**DOCUMENT EXCERPT:**
◆ ◆ ◆
Linda Lai / The material form of remembering: thought paths and mute speech: In Defense of Manifestos (2) 「記好」的物質性,思路啞音微敘事:繼續宣言(2)

Linda Chiu-han Lai 黎肖嫻

Linda Chiu-han Lai 黎肖嫻

發表於: 06 Jun 2021

The “Prolog” of Our Manifestos II: Videography, Documentary Impulses (2021.05) explicitly examines videography as a way of living, an attitude of life, and the quest for in-depth transformation in the midst of complex, crisis living. In the 2nd of the 5-part series, Linda Lai discusses videography as soundings, ways to voice out as crafted thought paths, the materiality of remembering as micro narratives.《我們的錄像宣言2:記述的衝動》於「據點一杯茶」5次連載的第2篇:黎肖嫻開宗明義把錄像書寫看為一種創作人的活的型態和取向,以至於對深度轉化的渴求,以對應如何活在繁複、糾結、充滿噪音的當下。如是,錄像書寫的認知和反省遠超狹義的藝術操守和理所當然的影像美學。這次,她提出了錄像書寫作為「發聲」的藝術的面向。「記住」必須透過「思路」的展現,而這就是錄像的「微」敘事性格。

**feature image by Linda Lai

[…/continue from session “Voices. Soundings. Muffled or Sonorous.”] [go to part 1 of article series]
[…/上接段落 “宏亮洪量也好,溫婉呢喃也,聲東擊西也好,都是發聲。” ] [回到連載文章上篇第1篇]

 

…Involuntary forgetting and purposeful remembering…

Silas Fong’s manifesto concludes, suggesting: the paradox of our world implies necessary narration of conflicts embodied in a video work. (07-07)

video still from Working in Hollywood by Silas Fong

 

Between representational practice and non-action, Joris Wu’s 14-minute dream narrative presents our world as a fractured collage-montage body of desires, yearnings and memories, a heavily coded text of sights and sounds. (07-35) His driving force is the fear of forgetting, the unsurmountable anxiety of losing the essence of what happened; the work is his performance of melancholy and the presentation of subdued desperation. Dream narratives, a method rooted in Surrealism, derive raw materials from the familiar of our moments awake, and defamiliarize them via strange, nonsensical combinations. A dream narrative is the materialization of dreamwork in our deep sleep, and almost the only way to highlight its materiality, to make it possible for us to “massage” the unconscious mind we will never be able to fully access. Dream narratives have their narrative logic borrowed from the clinical analysis of dreamwork – it is yet a unique way to “remember.” Dream narratives are material bodies that make gaps, crevices and ruptures visible, and that is where drama lies. As a mnemonic practice, dream narratives mark what is on the way to submerge, thus premised on an extreme documentary impulse. What is forgotten (on purpose) and sinks into our subconscious mind never disappears – they are always about to dramatize themselves in our dreams without our asking, or one can deliberately turn dreamwork into an artistic method – a dream narrative.

…Thought paths… recording ← →  narrating

Once again, through our manifestos, we strive to remember.

Videography’s micro-narrative activities involve the mobilization of the expressive mediums’ material resources to advance the step-to-step movement of thoughts and sentiments being unfolded. (Lai 2015: 473) The process that takes ideas to an endpoint could be more important than the end point (the conclusion) itself. Borrowing from theorist in phenomenological historiography, Mark Blum, (2006: 4), narrative could be thought of as a “thought path.” The final value, “7,” for example, could be the result of very different arithmetical operations: “3 + 4 = 7” is not the same as “(32 + 3) / 5 = 7”; the “journey” (process) is different, the thought movements (formulation of problem-solving) differ. (473-474) This is my phenomenological take in this project: our thought paths unfold individually, each a unique sounding, together they form a complex soundscape.
◆ ◆ ◆
**WORK TASK:** Name each person mentioned in the videography essay, listing each person only once. The lines after this point have nothing to do with the videography essay.

**RECORDS SUPPLIED:**
◆ ◆ ◆
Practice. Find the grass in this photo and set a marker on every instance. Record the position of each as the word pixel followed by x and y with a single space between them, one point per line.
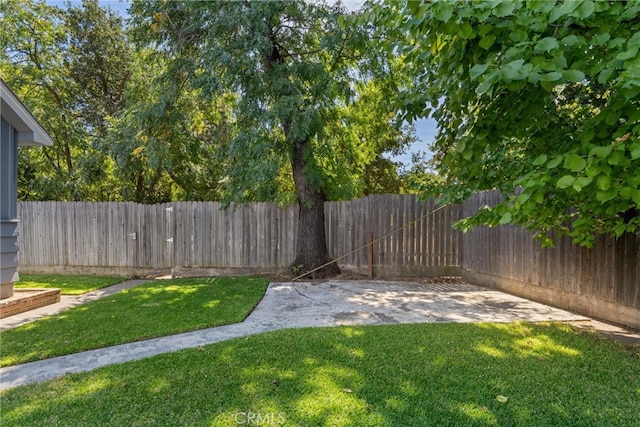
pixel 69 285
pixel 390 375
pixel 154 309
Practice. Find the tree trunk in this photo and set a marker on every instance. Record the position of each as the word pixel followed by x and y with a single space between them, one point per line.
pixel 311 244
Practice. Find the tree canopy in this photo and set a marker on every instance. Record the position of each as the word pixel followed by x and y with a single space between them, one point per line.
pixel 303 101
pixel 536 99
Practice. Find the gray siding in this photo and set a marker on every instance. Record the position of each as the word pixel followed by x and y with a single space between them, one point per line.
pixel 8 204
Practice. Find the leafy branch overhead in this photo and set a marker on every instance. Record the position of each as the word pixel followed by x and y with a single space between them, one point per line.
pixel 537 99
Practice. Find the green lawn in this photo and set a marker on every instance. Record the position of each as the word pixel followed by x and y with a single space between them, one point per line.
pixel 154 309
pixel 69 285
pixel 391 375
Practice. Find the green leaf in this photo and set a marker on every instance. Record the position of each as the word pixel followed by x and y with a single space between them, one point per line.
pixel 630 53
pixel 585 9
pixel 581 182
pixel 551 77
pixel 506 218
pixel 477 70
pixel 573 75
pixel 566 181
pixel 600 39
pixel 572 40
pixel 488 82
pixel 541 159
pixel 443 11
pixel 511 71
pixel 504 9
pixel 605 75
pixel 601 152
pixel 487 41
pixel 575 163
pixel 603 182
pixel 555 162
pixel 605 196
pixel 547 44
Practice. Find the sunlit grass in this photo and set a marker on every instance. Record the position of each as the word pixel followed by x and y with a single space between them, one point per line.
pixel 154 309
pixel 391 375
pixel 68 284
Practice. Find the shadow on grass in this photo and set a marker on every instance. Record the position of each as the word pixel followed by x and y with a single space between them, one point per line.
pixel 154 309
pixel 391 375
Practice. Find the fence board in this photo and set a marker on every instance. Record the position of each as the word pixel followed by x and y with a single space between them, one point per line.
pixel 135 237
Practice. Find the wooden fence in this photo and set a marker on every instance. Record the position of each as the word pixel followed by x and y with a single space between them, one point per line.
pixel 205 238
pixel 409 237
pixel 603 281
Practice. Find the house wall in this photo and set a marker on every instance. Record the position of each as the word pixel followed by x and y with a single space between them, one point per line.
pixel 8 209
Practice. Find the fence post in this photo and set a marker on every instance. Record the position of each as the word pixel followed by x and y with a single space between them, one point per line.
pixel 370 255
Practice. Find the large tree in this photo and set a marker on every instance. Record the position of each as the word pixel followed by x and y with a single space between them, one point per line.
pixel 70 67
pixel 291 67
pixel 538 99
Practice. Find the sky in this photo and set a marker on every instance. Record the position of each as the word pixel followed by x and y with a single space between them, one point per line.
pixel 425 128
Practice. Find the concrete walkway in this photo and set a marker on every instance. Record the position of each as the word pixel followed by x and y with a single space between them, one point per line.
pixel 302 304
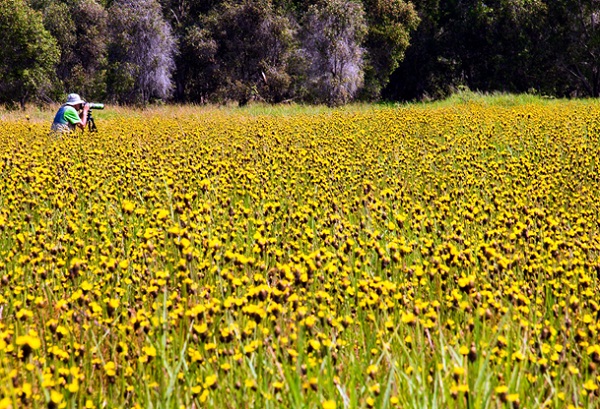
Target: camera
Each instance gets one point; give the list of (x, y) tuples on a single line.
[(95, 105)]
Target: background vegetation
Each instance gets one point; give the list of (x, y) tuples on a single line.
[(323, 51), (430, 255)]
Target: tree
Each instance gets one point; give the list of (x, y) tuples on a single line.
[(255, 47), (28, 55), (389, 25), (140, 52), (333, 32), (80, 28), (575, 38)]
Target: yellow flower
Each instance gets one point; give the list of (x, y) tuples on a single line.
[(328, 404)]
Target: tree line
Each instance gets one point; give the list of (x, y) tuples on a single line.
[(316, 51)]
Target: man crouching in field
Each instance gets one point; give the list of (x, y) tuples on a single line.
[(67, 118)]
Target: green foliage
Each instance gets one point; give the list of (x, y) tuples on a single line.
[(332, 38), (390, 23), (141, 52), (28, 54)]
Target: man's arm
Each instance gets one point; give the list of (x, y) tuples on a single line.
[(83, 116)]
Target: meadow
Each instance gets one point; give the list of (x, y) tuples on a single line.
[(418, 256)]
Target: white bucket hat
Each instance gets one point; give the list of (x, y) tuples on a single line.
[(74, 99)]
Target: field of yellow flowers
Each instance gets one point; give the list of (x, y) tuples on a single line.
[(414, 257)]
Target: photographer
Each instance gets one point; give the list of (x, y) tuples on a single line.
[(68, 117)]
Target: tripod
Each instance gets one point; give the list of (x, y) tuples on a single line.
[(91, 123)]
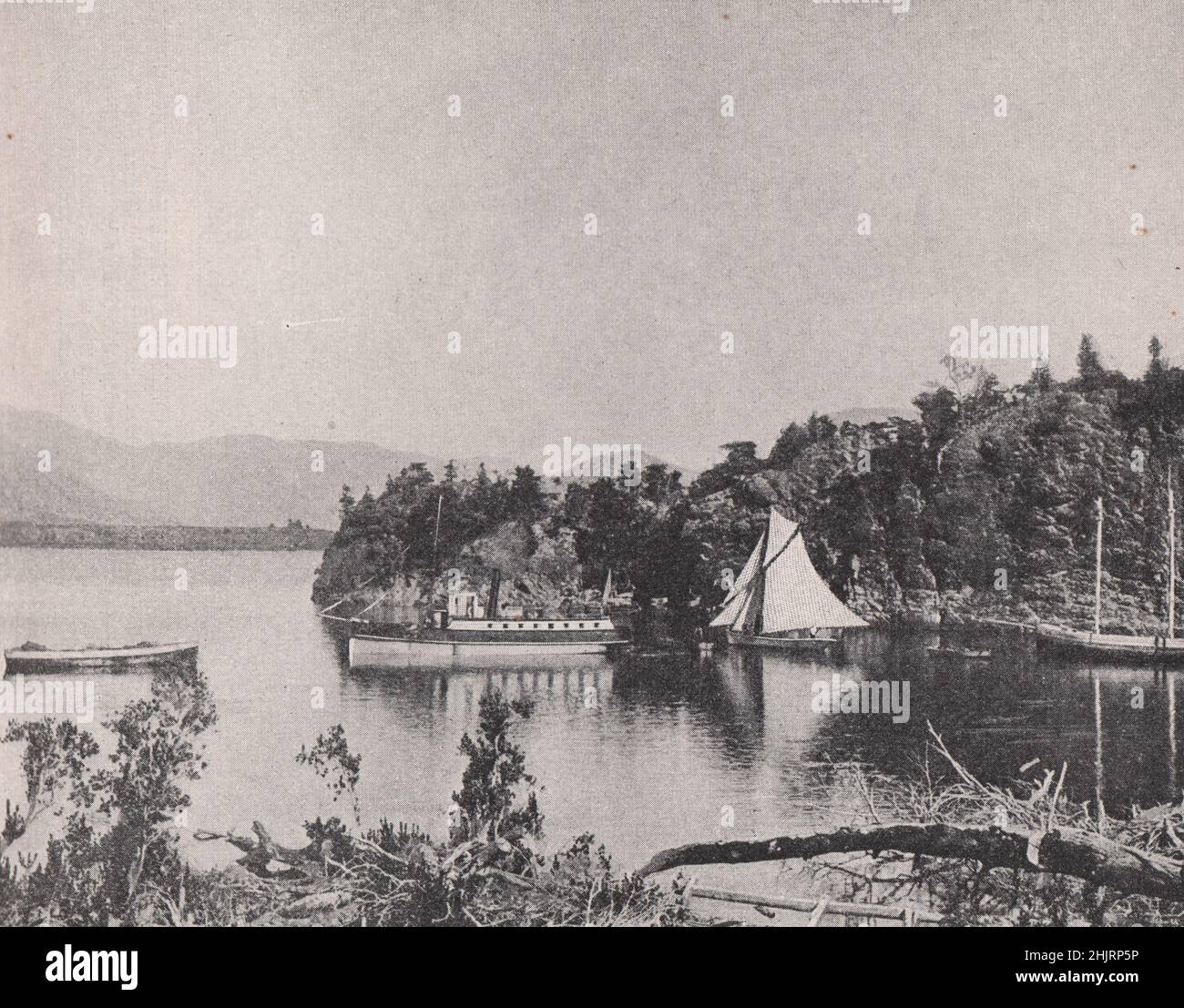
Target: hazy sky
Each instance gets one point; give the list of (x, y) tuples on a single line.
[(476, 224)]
◆ ◆ ◆
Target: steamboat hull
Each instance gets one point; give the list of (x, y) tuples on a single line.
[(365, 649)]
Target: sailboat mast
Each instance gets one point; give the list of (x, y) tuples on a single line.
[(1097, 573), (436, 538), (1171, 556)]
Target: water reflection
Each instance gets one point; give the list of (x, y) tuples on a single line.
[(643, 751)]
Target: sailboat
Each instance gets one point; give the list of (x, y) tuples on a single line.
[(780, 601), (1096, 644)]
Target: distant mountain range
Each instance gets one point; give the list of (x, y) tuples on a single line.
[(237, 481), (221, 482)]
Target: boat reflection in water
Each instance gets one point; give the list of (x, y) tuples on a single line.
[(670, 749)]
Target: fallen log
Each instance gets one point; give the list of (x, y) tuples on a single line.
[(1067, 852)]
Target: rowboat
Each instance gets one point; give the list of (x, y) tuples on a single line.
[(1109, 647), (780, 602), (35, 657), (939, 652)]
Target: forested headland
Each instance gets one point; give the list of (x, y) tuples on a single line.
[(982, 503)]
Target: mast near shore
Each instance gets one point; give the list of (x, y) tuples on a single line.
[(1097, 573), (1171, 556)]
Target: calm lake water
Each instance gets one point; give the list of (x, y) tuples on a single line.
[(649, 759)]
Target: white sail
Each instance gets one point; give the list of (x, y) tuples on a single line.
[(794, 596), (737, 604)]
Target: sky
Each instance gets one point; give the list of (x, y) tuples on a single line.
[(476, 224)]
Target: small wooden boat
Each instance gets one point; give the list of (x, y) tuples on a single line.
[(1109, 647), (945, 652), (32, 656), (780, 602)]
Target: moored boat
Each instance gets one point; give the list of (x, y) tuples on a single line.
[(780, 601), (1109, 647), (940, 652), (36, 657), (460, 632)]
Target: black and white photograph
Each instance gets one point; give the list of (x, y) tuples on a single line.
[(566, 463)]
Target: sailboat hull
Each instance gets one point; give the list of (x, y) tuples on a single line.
◆ ◆ ◆
**RESULT:** Linda Chiu-han Lai (Linda Lai), Silas Fong, Joris Wu, Mark Blum